Records for this exercise:
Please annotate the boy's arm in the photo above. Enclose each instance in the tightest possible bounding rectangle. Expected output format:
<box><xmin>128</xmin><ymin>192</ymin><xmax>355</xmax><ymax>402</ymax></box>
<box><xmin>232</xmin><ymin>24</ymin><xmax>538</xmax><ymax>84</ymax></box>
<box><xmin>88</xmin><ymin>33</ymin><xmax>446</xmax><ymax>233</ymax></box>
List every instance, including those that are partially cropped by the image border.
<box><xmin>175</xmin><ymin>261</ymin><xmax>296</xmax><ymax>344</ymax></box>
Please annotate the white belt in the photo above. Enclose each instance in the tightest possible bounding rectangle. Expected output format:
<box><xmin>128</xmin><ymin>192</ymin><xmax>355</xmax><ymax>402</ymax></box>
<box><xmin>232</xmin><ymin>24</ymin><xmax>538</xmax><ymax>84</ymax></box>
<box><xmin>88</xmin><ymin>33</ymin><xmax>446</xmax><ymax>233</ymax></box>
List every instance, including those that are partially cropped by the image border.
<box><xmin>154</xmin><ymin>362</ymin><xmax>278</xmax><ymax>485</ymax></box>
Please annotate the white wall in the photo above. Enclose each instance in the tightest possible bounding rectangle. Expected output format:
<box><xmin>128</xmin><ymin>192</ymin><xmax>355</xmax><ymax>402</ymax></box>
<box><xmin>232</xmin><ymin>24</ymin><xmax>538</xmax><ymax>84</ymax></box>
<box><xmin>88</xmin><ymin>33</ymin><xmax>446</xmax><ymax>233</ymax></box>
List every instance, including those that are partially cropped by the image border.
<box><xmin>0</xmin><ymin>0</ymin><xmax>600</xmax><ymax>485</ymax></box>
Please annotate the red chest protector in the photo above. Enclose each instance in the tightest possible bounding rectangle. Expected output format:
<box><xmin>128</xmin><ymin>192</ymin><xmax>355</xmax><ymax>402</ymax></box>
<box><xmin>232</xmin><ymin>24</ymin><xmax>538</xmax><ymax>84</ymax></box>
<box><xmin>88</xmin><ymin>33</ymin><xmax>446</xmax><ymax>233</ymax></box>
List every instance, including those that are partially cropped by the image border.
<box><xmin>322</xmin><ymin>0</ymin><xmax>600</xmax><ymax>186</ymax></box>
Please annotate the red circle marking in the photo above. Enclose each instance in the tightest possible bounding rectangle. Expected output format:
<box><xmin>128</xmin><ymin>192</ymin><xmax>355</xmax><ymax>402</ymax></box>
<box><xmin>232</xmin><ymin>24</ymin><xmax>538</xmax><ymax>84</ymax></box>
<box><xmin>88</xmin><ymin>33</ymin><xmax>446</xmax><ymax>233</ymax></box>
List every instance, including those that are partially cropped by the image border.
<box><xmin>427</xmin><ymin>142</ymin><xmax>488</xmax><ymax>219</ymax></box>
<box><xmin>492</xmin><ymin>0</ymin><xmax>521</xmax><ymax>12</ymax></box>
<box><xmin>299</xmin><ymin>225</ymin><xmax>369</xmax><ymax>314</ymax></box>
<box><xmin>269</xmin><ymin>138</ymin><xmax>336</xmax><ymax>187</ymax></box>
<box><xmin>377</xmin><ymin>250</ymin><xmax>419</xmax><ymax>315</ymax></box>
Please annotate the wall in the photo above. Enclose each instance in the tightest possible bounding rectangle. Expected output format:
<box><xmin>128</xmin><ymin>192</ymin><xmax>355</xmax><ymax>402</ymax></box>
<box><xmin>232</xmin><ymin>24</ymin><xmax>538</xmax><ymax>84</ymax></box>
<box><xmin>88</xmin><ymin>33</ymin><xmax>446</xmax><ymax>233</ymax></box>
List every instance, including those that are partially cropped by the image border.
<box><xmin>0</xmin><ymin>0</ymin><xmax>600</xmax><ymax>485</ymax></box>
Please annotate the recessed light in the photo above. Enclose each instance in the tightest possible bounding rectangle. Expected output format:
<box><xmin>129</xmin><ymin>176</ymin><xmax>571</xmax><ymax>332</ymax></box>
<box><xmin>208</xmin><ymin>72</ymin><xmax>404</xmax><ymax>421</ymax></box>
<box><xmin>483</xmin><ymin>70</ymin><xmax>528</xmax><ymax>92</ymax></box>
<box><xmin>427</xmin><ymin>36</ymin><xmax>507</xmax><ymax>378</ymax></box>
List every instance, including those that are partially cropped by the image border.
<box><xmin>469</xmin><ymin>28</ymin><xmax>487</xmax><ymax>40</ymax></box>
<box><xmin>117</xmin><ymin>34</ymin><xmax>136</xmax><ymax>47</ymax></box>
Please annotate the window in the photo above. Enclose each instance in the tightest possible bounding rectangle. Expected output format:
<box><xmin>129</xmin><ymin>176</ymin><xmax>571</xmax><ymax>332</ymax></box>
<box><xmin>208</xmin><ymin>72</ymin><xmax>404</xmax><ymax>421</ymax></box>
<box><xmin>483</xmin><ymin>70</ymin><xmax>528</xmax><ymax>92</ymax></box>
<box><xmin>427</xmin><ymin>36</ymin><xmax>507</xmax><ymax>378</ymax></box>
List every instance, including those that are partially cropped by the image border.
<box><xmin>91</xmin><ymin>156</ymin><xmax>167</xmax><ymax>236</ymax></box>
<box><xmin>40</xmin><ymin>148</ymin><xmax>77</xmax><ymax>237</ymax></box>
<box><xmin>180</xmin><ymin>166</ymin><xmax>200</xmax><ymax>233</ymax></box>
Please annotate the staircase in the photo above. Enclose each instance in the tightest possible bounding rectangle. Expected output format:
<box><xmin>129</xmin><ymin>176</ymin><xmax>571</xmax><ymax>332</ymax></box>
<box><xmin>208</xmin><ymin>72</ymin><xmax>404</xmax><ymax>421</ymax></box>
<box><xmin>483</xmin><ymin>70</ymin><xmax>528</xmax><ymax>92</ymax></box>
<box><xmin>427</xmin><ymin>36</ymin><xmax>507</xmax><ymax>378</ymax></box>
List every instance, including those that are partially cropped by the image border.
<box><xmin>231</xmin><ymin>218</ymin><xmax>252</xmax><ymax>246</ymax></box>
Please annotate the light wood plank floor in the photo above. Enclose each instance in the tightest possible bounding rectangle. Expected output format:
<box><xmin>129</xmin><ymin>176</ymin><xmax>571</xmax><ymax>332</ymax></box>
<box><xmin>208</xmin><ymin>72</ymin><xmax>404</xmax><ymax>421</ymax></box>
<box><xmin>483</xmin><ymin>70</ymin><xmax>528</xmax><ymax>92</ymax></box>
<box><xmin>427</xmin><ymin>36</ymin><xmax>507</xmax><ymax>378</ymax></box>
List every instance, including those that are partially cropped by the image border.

Brief:
Extract every line of the entries that contains the word "wall".

Final result:
Please annotate the white wall in the photo above. Enclose each instance in the tightest possible bounding rectangle. Expected output format:
Please annotate the wall in the photo above. Enclose each instance in the tightest possible bounding rectangle. Expected output format:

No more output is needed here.